Given text -
I think, traditionally, definitely: the original traditional mainstream IR scholars that engaged with classical authors (many of them, anyway) read these authors very much out of context and they were, of course, also not interested in that context. They were exactly not interested in the connections between different issue areas, precisely because their goal was to set up IR as a separate discipline. They were basically saying ‘look, political science and thought has proven unable to deal with the question of peace and war and other international issues. And so we need to look at this international area in particular and focus on that alone’—which, in the context, made perfect sense, but it also meant that classical authors were read in a very selective way. Luckily, this doesn't really happen any longer, but that is how classical authors first came to play a role in IR.

I also think that the idea of timeless wisdom and the aim to find answers to our contemporary problems in classical theory is wrong. I don’t read them to get answers; I read them, for analytical purposes, to establish historical continuities and differences—and these enable me to analyze the contemporary problems I am interested in better. But this doesn’t provide answers, as far as I am concerned.

I think there is no other way of understanding contemporary problems or critically investigate and analyze contemporary concepts than by finding a reference point outside—whether spatial or temporal. Nevertheless, such analyses will always remain an interpretation; they will always be relative. There’s always the truth/power connection and I don’t think it can be severed. So I think it’s a case of just keeping at it and focusing on the dominant nexus at any one time.


There is a view that is popular with many IR theorists or articles to say that we are living in a time that is a radical break with the past, both meaning we need a radically novel approach to understand the issues. How can we judge this issue of whether the classical theorists still exert influence or not or whether we can speak about radical breaks with the past?

I think there are two different issues here. On the one hand, empirically, there is absolutely no question that classical authors themselves clearly play a role in the present. They do so in broadly three different ways.

One is that they are being used quite widely to justify particular policies. Kant, for example, is today widely used not just in academic approaches like cosmopolitanism or the democratic peace thesis but also in daily newspapers and by politicians in support of certain policies. Think of Kagan’s identification of Europeans as Kantians and Americans as Hobbesians (Power and Weakness, read it here), which was taken up in newspapers. The other day, I read an article in the Guardian that used Adam Smith. Second, they are being used in IR to structure our thinking, in providing justifications for particular schools of thought – Hobbesianism/realism, Kantianism/liberalism, Grotianism/English school, and so on.

And I think the third way in which classical theory plays an obvious role is that it simply provides the general cultural backdrop for political thinking in the West in general and IR in particular. These authors were used to define the subject matter of the discipline, so there is a kind of historical continuity there.

But the more interesting question is the one about the radical break. Personally, I don’t think much about claims about radical breaks, precisely because I think there are a lot of continuities. I am always struck by how many continuities there are with the past. However, I think the more important question is: if you want to make a radical break with existing approaches to IR, how are you going to do this? Since we can’t pick radically new concepts out of thin air we are forced to develop them by reinterpreting the past. I can’t see any other way. Obviously one can do all kinds of reformulations, but there will always be continuities. So I’m quite suspicious of claims regarding radical breaks.


The idea of anarchy is foundational for realist IR theory and it is basically a juxtaposition to the interstate level of the political philosophy concept of the state of nature, which is itself a hypothetical construct of social contract theories. What does it matter that it’s a hypothetical or cultural construct?

Records for labeling locations -
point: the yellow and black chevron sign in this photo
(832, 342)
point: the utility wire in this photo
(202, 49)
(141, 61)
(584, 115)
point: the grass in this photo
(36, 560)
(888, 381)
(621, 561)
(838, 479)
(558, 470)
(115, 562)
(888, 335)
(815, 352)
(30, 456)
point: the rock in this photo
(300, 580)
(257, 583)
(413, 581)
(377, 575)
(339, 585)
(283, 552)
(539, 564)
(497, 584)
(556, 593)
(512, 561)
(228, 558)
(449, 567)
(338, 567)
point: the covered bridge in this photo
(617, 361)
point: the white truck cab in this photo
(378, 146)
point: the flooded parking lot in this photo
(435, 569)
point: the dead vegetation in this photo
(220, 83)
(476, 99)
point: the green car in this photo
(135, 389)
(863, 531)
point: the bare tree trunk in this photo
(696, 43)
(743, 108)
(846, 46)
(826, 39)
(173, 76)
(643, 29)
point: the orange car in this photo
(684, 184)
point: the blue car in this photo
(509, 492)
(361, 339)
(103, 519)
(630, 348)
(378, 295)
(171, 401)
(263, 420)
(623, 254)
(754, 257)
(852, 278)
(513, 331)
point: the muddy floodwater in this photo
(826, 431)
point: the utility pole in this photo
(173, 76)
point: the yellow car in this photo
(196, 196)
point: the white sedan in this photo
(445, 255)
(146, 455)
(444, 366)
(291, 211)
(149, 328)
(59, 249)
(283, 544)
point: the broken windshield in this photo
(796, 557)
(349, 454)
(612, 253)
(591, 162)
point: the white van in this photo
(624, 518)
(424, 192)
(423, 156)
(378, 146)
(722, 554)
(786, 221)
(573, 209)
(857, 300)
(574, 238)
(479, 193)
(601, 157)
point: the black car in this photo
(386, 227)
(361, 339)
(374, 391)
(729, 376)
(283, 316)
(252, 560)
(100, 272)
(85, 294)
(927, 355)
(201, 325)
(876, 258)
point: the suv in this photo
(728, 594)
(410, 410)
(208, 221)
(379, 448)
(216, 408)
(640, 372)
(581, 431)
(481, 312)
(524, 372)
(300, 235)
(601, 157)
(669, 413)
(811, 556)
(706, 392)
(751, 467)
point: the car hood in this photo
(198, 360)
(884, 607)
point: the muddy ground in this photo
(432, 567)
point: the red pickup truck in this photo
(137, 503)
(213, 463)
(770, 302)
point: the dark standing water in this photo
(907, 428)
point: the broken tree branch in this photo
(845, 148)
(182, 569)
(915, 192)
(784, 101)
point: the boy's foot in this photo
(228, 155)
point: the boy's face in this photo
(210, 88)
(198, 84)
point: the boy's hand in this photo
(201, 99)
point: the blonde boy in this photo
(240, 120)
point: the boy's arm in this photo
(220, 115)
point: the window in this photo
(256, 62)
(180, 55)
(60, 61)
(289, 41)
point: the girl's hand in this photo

Problem set -
a – Answer these questions about the text on classical authors in IR:
(i) What was the goal of the original mainstream IR scholars that made them uninterested in connections between issue areas?
(ii) In which newspaper did the speaker read an article that used Adam Smith?
(iii) According to Kagan's identification, what were Europeans and Americans called?
b – Pick up the text on classical authors in IR after its final sentence and carry it on.

Set of answers -
a –
(i) To set up IR as a separate discipline.
(ii) The Guardian.
(iii) Europeans were called Kantians, and Americans were called Hobbesians.

b –
I think it matters a lot because when you present a particular idea as a hypothetical construct, what you do is you simply hide the fact that it was developed in a particular kind of context—that it is an abstraction from a particular context and the interactions that have given rise to this concept. So this abstraction, if you present it as hypothetical, hides what those conditions were and therefore also hides the baggage that these concepts carry with them.

In the case of the state of nature, I’ve argued that it was actually developed (or reformulated) in the context of the discovery of the Americas, the discovery of people who, according to the bible, were not supposed to exist: they didn’t fit into already existing Christian world views; they didn’t fit into the legal tools we had to deal with other people. So the state of nature was a solution to this problem in that it allowed the Europeans to integrate these new peoples and lands into their worldview, but also to integrate them politically and economically and so to justify conquest in the Americas.

If we understand the state of nature as a hypothetical concept, then we lose track of the fact that this concept was developed in order to establish hierarchical relations between the Europeans and non-Europeans at the time. And it carries that baggage with it in that it allows us to develop conceptions of development and underdevelopment, conceptions of progress and backwardness, or in the 19th century, concepts of civilization and barbarism—all of these are based on the assumption that there is a state of nature and a linear logic of development for humanity as a whole. And I think, unless we show that these are actually cultural constructs and not hypothetical categories; that these are actually political concepts that were developed for particular purposes and do not describe the way in which the world works in any kind of meaningful or defendable way, then we carry on reproducing those kinds of hierarchies.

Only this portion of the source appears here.